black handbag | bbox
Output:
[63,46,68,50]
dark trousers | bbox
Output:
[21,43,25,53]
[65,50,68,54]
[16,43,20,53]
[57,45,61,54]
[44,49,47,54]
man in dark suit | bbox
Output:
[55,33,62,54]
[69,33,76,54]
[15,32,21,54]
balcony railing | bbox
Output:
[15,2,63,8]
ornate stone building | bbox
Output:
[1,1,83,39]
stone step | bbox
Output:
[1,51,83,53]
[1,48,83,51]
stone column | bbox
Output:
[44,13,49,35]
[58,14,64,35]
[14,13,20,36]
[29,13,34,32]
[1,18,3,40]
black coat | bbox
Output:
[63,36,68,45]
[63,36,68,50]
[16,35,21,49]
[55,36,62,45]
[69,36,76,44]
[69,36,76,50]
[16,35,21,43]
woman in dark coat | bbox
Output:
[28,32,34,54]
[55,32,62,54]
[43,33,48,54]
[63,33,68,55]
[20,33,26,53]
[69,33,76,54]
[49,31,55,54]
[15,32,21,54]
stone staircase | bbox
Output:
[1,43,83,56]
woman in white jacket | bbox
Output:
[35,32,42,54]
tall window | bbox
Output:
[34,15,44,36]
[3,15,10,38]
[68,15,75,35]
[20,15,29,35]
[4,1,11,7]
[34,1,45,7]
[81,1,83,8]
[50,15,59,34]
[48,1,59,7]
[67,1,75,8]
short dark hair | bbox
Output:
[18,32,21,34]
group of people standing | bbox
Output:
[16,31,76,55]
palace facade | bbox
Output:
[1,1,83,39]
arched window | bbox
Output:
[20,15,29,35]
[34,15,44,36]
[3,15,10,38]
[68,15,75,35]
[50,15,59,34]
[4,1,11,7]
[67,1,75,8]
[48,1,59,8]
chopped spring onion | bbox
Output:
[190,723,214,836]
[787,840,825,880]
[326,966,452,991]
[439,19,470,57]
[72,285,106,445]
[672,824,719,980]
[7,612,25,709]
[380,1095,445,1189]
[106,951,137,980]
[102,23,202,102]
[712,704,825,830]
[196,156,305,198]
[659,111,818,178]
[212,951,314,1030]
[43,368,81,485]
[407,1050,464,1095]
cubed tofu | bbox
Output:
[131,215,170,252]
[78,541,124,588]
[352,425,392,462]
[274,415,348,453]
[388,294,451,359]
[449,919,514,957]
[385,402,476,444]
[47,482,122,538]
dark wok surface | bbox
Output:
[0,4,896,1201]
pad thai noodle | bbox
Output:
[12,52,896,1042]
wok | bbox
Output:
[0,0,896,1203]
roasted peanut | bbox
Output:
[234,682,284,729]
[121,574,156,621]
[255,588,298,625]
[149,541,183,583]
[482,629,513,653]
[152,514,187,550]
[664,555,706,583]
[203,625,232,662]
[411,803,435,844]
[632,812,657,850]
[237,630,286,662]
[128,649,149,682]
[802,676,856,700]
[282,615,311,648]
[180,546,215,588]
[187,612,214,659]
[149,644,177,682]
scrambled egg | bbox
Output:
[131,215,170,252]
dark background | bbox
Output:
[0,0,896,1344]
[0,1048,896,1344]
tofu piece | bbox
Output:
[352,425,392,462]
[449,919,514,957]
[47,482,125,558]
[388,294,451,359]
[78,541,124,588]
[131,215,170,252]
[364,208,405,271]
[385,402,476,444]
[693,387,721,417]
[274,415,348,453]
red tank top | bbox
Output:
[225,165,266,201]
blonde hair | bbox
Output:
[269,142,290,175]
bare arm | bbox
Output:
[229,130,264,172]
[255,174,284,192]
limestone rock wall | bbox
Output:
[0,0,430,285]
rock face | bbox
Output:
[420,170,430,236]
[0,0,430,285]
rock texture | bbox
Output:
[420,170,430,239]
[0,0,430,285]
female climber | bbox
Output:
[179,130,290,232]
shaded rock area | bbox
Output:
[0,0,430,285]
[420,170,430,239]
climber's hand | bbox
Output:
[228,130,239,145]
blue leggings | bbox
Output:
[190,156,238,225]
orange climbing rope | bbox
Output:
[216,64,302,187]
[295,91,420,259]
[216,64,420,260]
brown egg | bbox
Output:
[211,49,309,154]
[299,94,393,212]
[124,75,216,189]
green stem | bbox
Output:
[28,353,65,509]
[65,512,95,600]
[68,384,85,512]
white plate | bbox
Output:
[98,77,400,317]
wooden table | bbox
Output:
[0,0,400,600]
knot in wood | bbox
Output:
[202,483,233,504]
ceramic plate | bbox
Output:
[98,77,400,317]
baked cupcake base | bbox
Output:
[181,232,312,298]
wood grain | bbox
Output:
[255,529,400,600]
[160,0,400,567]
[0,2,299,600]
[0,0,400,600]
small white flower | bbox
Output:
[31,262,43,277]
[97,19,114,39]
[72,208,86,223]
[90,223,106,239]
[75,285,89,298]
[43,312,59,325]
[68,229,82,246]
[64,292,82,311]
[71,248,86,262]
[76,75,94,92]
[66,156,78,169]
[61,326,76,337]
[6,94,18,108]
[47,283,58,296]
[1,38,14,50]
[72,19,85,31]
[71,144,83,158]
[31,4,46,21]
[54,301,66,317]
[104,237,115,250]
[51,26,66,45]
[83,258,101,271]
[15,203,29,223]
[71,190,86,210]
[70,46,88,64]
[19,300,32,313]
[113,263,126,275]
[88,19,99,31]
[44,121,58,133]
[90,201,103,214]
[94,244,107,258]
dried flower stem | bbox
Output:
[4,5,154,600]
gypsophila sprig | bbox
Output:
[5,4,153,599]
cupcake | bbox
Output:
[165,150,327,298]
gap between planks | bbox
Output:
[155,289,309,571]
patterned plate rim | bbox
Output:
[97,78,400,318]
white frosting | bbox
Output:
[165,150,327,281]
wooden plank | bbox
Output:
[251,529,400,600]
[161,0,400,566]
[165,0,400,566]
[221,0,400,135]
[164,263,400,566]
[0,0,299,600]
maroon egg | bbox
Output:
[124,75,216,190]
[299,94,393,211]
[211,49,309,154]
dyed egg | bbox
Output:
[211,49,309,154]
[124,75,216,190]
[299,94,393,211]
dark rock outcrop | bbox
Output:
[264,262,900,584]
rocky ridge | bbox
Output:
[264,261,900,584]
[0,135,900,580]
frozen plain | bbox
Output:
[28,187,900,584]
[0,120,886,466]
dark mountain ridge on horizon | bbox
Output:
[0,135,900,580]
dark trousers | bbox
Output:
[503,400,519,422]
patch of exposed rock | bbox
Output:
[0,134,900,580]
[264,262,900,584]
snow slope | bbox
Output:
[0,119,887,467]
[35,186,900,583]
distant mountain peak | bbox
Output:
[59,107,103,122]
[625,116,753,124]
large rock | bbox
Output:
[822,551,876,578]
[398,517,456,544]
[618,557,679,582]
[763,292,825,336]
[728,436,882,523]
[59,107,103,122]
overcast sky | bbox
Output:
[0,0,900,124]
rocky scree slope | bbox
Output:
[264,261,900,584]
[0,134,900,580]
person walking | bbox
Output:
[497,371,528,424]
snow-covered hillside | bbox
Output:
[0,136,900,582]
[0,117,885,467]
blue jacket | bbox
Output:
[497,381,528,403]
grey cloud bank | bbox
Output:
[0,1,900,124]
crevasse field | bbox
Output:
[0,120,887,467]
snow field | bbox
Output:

______

_The task:_ Turn the lines from the start of the records through the line containing "[149,644,177,682]" into a numbered list, leaving out any blank lines.

_The solution:_
1. black handbag | bbox
2. Output:
3. [63,46,68,50]
4. dark trousers | bbox
5. Output:
6. [21,43,25,53]
7. [65,50,68,54]
8. [16,43,20,53]
9. [57,45,61,54]
10. [44,49,47,54]
11. man in dark suit | bbox
12. Output:
13. [55,33,62,54]
14. [69,33,76,54]
15. [15,32,21,54]
16. balcony railing | bbox
17. Output:
18. [15,2,63,8]
19. ornate stone building | bbox
20. Output:
21. [1,1,83,39]
22. stone step | bbox
23. Output:
24. [1,51,83,53]
25. [1,48,83,51]
26. stone column | bbox
27. Output:
28. [44,13,49,35]
29. [58,14,64,35]
30. [14,13,20,36]
31. [29,13,34,32]
32. [1,18,3,40]
33. black coat | bbox
34. Output:
35. [63,36,68,45]
36. [63,36,68,50]
37. [16,35,21,49]
38. [55,36,62,45]
39. [69,36,76,44]
40. [69,36,76,50]
41. [16,35,21,43]
42. woman in dark coat | bbox
43. Output:
44. [28,32,34,54]
45. [55,32,62,54]
46. [43,33,48,54]
47. [63,33,68,55]
48. [20,33,26,53]
49. [69,33,76,54]
50. [49,31,55,54]
51. [15,32,21,54]
52. stone staircase | bbox
53. Output:
54. [1,43,83,56]
55. woman in white jacket | bbox
56. Output:
57. [35,32,42,54]
58. tall window | bbox
59. Output:
60. [34,15,44,36]
61. [3,15,10,38]
62. [68,15,75,35]
63. [20,15,29,35]
64. [4,1,11,7]
65. [34,1,45,7]
66. [81,1,83,8]
67. [50,15,59,34]
68. [48,1,59,7]
69. [67,1,75,8]
70. short dark hair | bbox
71. Output:
72. [18,32,21,34]
73. group of people standing | bbox
74. Output:
75. [16,31,76,55]
76. palace facade | bbox
77. Output:
78. [1,1,83,39]
79. arched window | bbox
80. Output:
81. [20,15,29,35]
82. [34,15,44,36]
83. [3,15,10,38]
84. [68,15,75,35]
85. [50,15,59,34]
86. [4,1,11,7]
87. [67,1,75,8]
88. [48,1,59,8]
89. chopped spring onion | bbox
90. Output:
91. [190,723,214,836]
92. [787,840,825,880]
93. [326,966,452,991]
94. [439,19,470,57]
95. [72,285,106,445]
96. [672,824,719,980]
97. [7,612,25,709]
98. [380,1095,445,1189]
99. [106,951,137,980]
100. [102,23,202,102]
101. [712,704,825,830]
102. [196,156,305,198]
103. [659,111,818,178]
104. [212,951,314,1030]
105. [43,368,81,485]
106. [407,1050,464,1095]
107. cubed tofu | bbox
108. Output:
109. [131,215,170,252]
110. [78,541,124,588]
111. [352,425,392,462]
112. [274,415,348,453]
113. [388,294,451,359]
114. [449,919,514,957]
115. [385,402,476,444]
116. [47,482,122,538]
117. dark wok surface | bbox
118. Output:
119. [0,4,896,1201]
120. pad thai noodle | bbox
121. Output:
122. [12,52,896,1042]
123. wok | bbox
124. Output:
125. [0,0,896,1203]
126. roasted peanut | bbox
127. Output:
128. [234,682,284,729]
129. [121,574,156,621]
130. [255,588,298,625]
131. [149,541,183,583]
132. [482,629,513,653]
133. [152,514,187,550]
134. [664,555,706,583]
135. [203,625,232,662]
136. [411,803,435,844]
137. [632,812,657,850]
138. [237,630,286,662]
139. [128,649,149,682]
140. [802,676,856,700]
141. [282,615,311,648]
142. [180,546,215,588]
143. [187,612,214,659]
144. [149,644,177,682]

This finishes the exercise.